Cut David Poile some slack. Not so much with the players he selected for Team USA’s roster for the upcoming Sochi Olympic Games, or related, the players he did not select for that team, but for what he did in response Thursday.
As general manager, the same position he holds with the Nashville Predators, the buck eventually stops with him for the 25 players who were named to the team Wednesday following the NHL’s annual Winter Classic. So those who think that Bobby Ryan, Keith Yandle, or any of the other roster omissions deserved to be there are perfectly within their rights to speak their minds about them not being on the team.
But immediately following the team’s announcement, two stories were published, written by journalists who were embedded with Team USA’s management team as they made their way through the difficult process of picking the team.
Both Kevin Allen of USA Today and Scott Burnside of ESPN.com put out thorough accounts of how the roster came to be. Both Allen and Burnside are highly experienced hockey scribes and both did excellent pieces detailing the sometimes harsh discussions that took place over the last several months.

■ Stated exercise 1
Answer these questions about the Team USA Olympic roster text:
(a) What position does David Poile hold with the Nashville Predators?
(b) How many players were named to the team on Wednesday?
(c) Which outlet published Scott Burnside's account?
■ Stated exercise 2
Continue the article on the Team USA Olympic roster selection from the point where it stops.

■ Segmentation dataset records
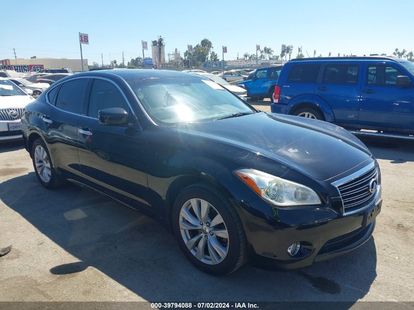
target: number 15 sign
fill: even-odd
[[[79,33],[79,43],[80,44],[89,44],[89,36],[87,33]]]

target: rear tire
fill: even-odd
[[[180,248],[203,271],[225,275],[246,261],[240,217],[228,199],[209,184],[196,183],[183,190],[174,204],[172,220]]]
[[[37,138],[32,144],[31,155],[34,172],[42,185],[47,189],[54,189],[66,182],[66,179],[56,171],[49,150],[41,139]]]
[[[293,113],[293,115],[314,119],[325,120],[323,114],[320,111],[313,108],[306,107],[299,109]]]

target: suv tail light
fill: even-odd
[[[276,86],[274,88],[274,94],[273,95],[273,103],[279,103],[279,99],[280,99],[280,86]]]

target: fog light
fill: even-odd
[[[292,243],[288,248],[288,254],[291,256],[294,256],[296,253],[299,252],[299,249],[300,248],[300,241],[298,241],[297,242]]]

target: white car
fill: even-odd
[[[19,87],[31,90],[34,96],[38,96],[50,86],[47,83],[32,83],[21,77],[8,78]]]
[[[34,100],[11,81],[0,77],[0,142],[22,138],[20,119],[24,107]]]
[[[242,99],[245,99],[247,96],[247,91],[244,88],[240,87],[239,86],[236,86],[236,85],[232,85],[228,82],[224,81],[224,80],[216,74],[201,72],[196,72],[195,73],[196,74],[201,75],[202,76],[205,76],[213,82],[216,82],[216,83],[220,84],[223,87],[229,90],[235,95],[237,95]]]
[[[229,82],[240,81],[243,80],[243,78],[247,77],[247,75],[242,75],[240,73],[234,72],[234,71],[224,71],[224,74],[222,72],[217,75],[223,80],[228,81]]]

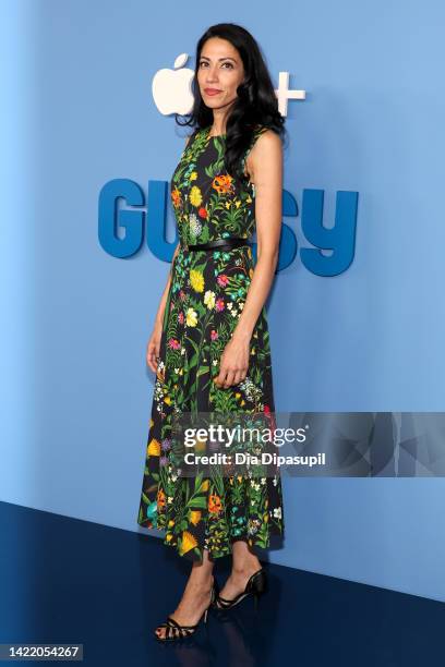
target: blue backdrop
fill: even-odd
[[[258,39],[288,105],[285,189],[358,193],[354,256],[324,277],[299,248],[268,318],[278,411],[441,411],[445,8],[431,0],[14,0],[0,22],[0,499],[137,531],[154,376],[145,347],[169,265],[98,240],[113,179],[168,182],[185,132],[152,80],[220,21]],[[3,20],[4,19],[4,20]],[[120,202],[122,208],[133,207]],[[151,218],[148,218],[151,222]],[[123,232],[123,230],[121,230]],[[123,233],[121,233],[123,235]],[[169,207],[167,237],[175,241]],[[445,599],[443,478],[285,478],[273,562]],[[145,531],[142,531],[145,532]]]

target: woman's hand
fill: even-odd
[[[155,324],[152,336],[147,343],[146,361],[147,365],[152,368],[153,373],[157,373],[157,357],[159,356],[160,350],[160,338],[163,335],[163,325]]]
[[[249,368],[250,339],[232,336],[219,360],[219,374],[214,378],[216,386],[227,389],[242,381]]]

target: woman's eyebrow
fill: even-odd
[[[205,60],[212,60],[207,56],[201,56],[201,58],[205,58]],[[233,62],[237,62],[234,58],[230,58],[230,56],[224,56],[222,58],[218,58],[218,60],[232,60]]]

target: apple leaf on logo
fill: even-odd
[[[189,53],[180,53],[175,61],[175,69],[178,70],[179,68],[182,68],[187,63]]]

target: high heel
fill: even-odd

■ Exercise result 1
(a) General manager
(b) 25
(c) ESPN.com

■ Exercise result 2
Things that are said all the time behind closed doors among leadership groups of NHL teams were suddenly published for all to read. That kind of access is basically unprecedented in the hockey world, and while that is great, things were said, and in turn published, that led to some hurt feelings.
Probably unsurprisingly, the most direct comments about a player came from Brian Burke about Ryan, a player he had when he was general manager of the Anaheim Ducks.
"He is not intense. That word is not in his vocabulary," Burke was quoted as saying. "It's never going to be in his vocabulary. He can't spell intense."
But don’t think for a second that those things aren’t said around management tables in all NHL cities just about every day. Burke is known as being a brutally honest “tell it like it is” kind of a guy; in short, a reporter’s dream.
Burnside’s piece even goes on to quote Burke as saying he should have drafted Jack Johnson over Ryan.
In a pair of interviews Thursday afternoon, Poile sounded upset about some of the things that appeared in Allen and Burnside’s articles.
He did not deny that those things were said, they were, but the fact that they came to light was not something he had envisioned.
While Poile didn’t say it, the fact that reporters were invited into the process did not appear to be his idea. He is an old-school guy, so things that are said behind closed doors usually stay that way. Poile is not one who goes off the record with media members very often either.
“To me, I didn’t like some of the things that were said, and I can see where a couple of players, agents, mangers could be upset with it,” Poile told Sirius XM NHL.
Shortly after that aired, Poile went on NHL Network and gave a very interesting quote early in the interview.
“The seven of us thought we had editorial control, and I guess that was not the case,” he said of his management team.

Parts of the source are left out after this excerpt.